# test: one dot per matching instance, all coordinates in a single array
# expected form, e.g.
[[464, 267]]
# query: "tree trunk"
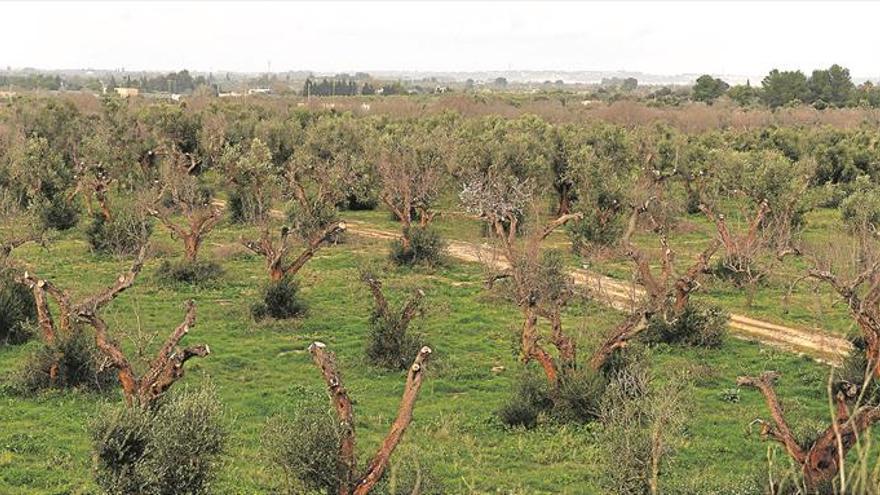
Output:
[[191, 244], [531, 349]]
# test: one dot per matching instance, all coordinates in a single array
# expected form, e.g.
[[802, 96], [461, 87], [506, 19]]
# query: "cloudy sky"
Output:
[[745, 38]]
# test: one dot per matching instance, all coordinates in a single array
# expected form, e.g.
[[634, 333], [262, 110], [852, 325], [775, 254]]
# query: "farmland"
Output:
[[479, 220]]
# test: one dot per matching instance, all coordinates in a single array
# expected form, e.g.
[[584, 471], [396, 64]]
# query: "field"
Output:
[[260, 370]]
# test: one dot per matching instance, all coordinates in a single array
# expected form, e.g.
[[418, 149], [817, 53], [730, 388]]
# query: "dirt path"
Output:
[[815, 343]]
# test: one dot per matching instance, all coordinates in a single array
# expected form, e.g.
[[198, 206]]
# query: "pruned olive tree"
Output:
[[181, 194], [411, 166], [603, 165], [253, 178], [65, 327], [851, 268], [540, 285], [315, 179]]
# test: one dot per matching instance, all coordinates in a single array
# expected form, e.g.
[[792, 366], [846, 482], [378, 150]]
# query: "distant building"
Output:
[[127, 92]]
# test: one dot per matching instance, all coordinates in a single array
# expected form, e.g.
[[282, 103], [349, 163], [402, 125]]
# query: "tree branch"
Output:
[[379, 462]]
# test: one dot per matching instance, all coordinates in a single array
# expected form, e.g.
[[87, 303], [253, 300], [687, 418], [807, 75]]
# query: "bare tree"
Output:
[[277, 251], [410, 168], [821, 460], [164, 369], [352, 483], [666, 295], [189, 199], [71, 312]]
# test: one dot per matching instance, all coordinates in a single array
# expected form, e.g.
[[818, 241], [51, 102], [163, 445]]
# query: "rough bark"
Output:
[[199, 222], [165, 368], [865, 309], [350, 482], [276, 251], [69, 312], [820, 460]]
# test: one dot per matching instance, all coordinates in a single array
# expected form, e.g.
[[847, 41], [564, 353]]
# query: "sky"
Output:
[[743, 38]]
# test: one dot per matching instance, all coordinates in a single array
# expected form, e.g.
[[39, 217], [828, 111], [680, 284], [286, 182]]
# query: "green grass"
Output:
[[259, 369]]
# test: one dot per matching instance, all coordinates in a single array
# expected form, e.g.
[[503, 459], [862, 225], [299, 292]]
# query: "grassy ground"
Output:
[[259, 369], [808, 304]]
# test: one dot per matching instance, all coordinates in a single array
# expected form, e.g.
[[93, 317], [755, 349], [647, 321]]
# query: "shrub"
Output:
[[244, 207], [123, 234], [172, 449], [699, 325], [361, 202], [575, 400], [854, 370], [306, 449], [78, 366], [391, 343], [578, 395], [592, 231], [17, 308], [280, 299], [531, 397], [57, 213], [426, 247], [182, 271], [739, 272]]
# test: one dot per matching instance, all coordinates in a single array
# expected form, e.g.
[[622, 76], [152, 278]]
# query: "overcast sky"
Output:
[[745, 38]]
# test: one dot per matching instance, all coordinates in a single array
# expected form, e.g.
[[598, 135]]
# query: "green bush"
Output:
[[123, 234], [530, 398], [244, 207], [280, 300], [306, 449], [426, 247], [17, 308], [591, 231], [699, 325], [58, 213], [578, 395], [182, 271], [78, 366], [170, 449], [854, 369]]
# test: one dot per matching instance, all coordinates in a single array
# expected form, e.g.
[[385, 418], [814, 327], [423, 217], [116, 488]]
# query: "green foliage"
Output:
[[189, 272], [426, 247], [785, 87], [126, 231], [576, 399], [708, 89], [860, 211], [699, 325], [280, 300], [642, 426], [254, 178], [73, 359], [57, 213], [305, 448], [530, 398], [391, 343], [172, 449], [833, 86], [17, 309]]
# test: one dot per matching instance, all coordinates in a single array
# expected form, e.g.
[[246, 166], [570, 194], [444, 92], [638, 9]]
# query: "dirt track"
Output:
[[815, 343]]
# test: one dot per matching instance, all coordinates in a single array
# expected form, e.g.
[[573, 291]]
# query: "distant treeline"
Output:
[[823, 88]]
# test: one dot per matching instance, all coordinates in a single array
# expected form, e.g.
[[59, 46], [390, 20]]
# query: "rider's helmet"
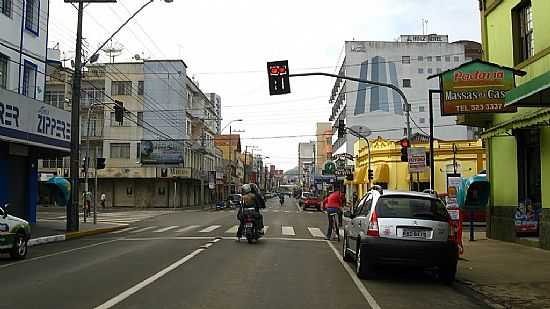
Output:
[[246, 188]]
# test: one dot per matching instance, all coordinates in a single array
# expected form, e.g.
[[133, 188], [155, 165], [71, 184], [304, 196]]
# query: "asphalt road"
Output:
[[192, 260]]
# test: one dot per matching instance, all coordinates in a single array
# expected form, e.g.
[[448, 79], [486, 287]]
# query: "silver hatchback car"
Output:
[[405, 228]]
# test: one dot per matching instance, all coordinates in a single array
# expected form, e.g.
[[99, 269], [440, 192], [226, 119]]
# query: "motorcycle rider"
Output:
[[251, 198]]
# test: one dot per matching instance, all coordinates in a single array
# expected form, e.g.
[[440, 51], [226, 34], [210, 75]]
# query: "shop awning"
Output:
[[382, 174], [359, 175], [539, 117], [534, 93]]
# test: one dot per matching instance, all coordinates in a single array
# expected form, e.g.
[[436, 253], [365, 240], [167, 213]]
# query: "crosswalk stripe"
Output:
[[288, 230], [124, 230], [144, 229], [209, 229], [232, 230], [166, 229], [315, 232], [187, 228]]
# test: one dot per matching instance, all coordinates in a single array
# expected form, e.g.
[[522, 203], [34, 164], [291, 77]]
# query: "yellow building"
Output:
[[389, 172]]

## [TASK INSTRUCTIONS]
Exactly reproduce the entries above, minus the pictures.

## [SOLUTION FOR THIS EXERCISE]
# test: one dot per matching instance, all coordinates in a single array
# expected form, e.g.
[[464, 267]]
# query: "tree trunk"
Output:
[[191, 244], [531, 349]]
# test: one dot per matching instance, all coordinates in a single array
# expected form, e.g.
[[802, 96], [461, 87], [506, 19]]
# query: "cloudy sky"
Output:
[[745, 38]]
# test: one dot per matching instance, all coordinates in a single array
# expected form, e.g.
[[634, 333], [262, 110], [852, 325], [775, 254]]
# query: "farmland"
Output:
[[479, 220]]
# test: one dot per matching instance, all coordinates in a single array
# expected form, e.g.
[[584, 471], [396, 64]]
# query: "field"
Output:
[[260, 370]]
# test: one dot per matching instance, all coordinates in a single array
# expected form, e.g.
[[418, 149], [817, 53], [730, 388]]
# query: "dirt path"
Output:
[[815, 343]]
# test: one dot per matching instance, all coordinates in a single array
# expected form, e.g.
[[198, 206]]
# query: "pruned olive tree"
Output:
[[181, 194], [411, 166], [603, 165], [253, 178], [65, 327], [851, 268], [540, 285], [315, 179]]
# test: one dot per matching instance, all coordinates in a single array
# expected form, e.g.
[[792, 366], [846, 482], [378, 150]]
# query: "distant building"
Output:
[[127, 92]]
# test: one dot per matching instance, all coordinates in a single array
# expected form, e.g.
[[282, 103], [349, 163], [402, 125]]
# query: "tree branch"
Output:
[[379, 462]]
# test: one dot per matching instance, all coordinates in a single array
# expected form, e.g.
[[87, 303], [253, 300], [687, 418], [807, 75]]
# query: "bare tree"
Output:
[[277, 251], [410, 168], [821, 460], [164, 369], [352, 483], [666, 295], [189, 199], [71, 312]]
# test: one dot per matching instance, all coordinates in a single array
# expected form, e.g.
[[818, 241], [51, 102], [163, 445]]
# query: "rough bark"
Output:
[[199, 222], [165, 368], [865, 309], [350, 482], [276, 251], [69, 312], [820, 460]]
# test: one dot per matching instance, all coordinates in a single array
# expected form, e.g.
[[847, 41], [564, 353]]
# query: "sky"
Output:
[[743, 38]]
# test: one dot per matching instance, all coordinates in a single array
# expected form, e.g.
[[39, 217], [828, 111], [680, 284], [286, 182]]
# query: "green grass"
Output:
[[259, 369]]
# test: one dot per matching instance, all coordinates in a single array
# expected form, e.g.
[[503, 459], [862, 225], [299, 292]]
# query: "grassy ground"
Output:
[[259, 369], [808, 304]]
# test: one dot per matching instance, all coordinates in a single array
# expected form, e.g.
[[93, 317], [755, 349], [647, 321]]
# query: "shrub"
Output:
[[244, 207], [123, 234], [172, 449], [699, 325], [361, 202], [575, 400], [854, 370], [306, 449], [78, 366], [391, 343], [578, 395], [592, 231], [17, 308], [280, 299], [531, 397], [57, 213], [426, 247], [182, 271], [739, 272]]
# test: one dot per matching instance, all coordinates in a single array
# expected form, e.g.
[[622, 76], [152, 278]]
# query: "overcast sky"
Output:
[[745, 38]]
# test: one dot per matching instance, all coordinates in a single array
# expected form, e.g.
[[598, 135]]
# query: "green bush"
Output:
[[123, 234], [530, 398], [244, 207], [280, 300], [306, 449], [426, 247], [17, 308], [591, 231], [699, 325], [58, 213], [578, 395], [182, 271], [78, 366], [170, 449], [854, 369]]
# test: one dot per matching instance, all coordinates in a single array
# expected form, e.g.
[[385, 418], [814, 327], [423, 217], [116, 488]]
# query: "green foliage"
Output:
[[189, 272], [426, 247], [785, 87], [126, 231], [576, 399], [708, 89], [860, 211], [699, 325], [280, 300], [642, 426], [254, 178], [73, 359], [57, 213], [305, 448], [530, 398], [391, 343], [172, 449], [833, 86], [17, 309]]
# test: one dot per matching instance, all coordinates in a single array
# expected form, e.g.
[[246, 166], [570, 194], [444, 92], [638, 9]]
# query: "dirt track"
Output:
[[815, 343]]
# test: one dot per matching instance, all coordinates in a single array
# expected form, e.g.
[[573, 291]]
# query: "distant treeline"
Output:
[[823, 88]]
# test: one dot per matching instance, all coordinates in a single array
# expected form, e.g.
[[59, 46], [390, 20]]
# query: "rider's helmet"
Output:
[[246, 188]]
# test: one dot per matching instance, all coordinates in a single array
# expected form, e.g.
[[133, 188], [155, 165], [71, 184], [304, 196]]
# query: "asphalt road"
Output:
[[192, 260]]
# test: one dot per matching instance, all coordinates in a single array
# expected form, e.g.
[[448, 79], [486, 287]]
# query: "silver hatchback car"
Output:
[[405, 228]]
# test: one dot per matching instance, all coordinates in a single array
# expected form, e.g.
[[99, 269], [440, 192], [226, 119]]
# query: "motorcycle rider"
Output:
[[251, 198]]
# test: one dot per matching instance, all coordinates in a single array
# expected form, e.g.
[[440, 51], [226, 34], [210, 75]]
# query: "shop awning"
Output:
[[382, 174], [359, 175], [539, 117], [534, 93]]
# test: one dot per matching instance, all coordinates in a single array
# expected form, e.g.
[[436, 253], [365, 240], [167, 213]]
# query: "crosswalk stripe"
Output:
[[288, 230], [124, 230], [144, 229], [209, 229], [232, 230], [166, 229], [315, 232], [187, 228]]
# test: one dot per matching instance, all coordinates in a single array
# expected form, e.g.
[[522, 203], [34, 164], [291, 77]]
# query: "yellow building"
Output:
[[389, 172]]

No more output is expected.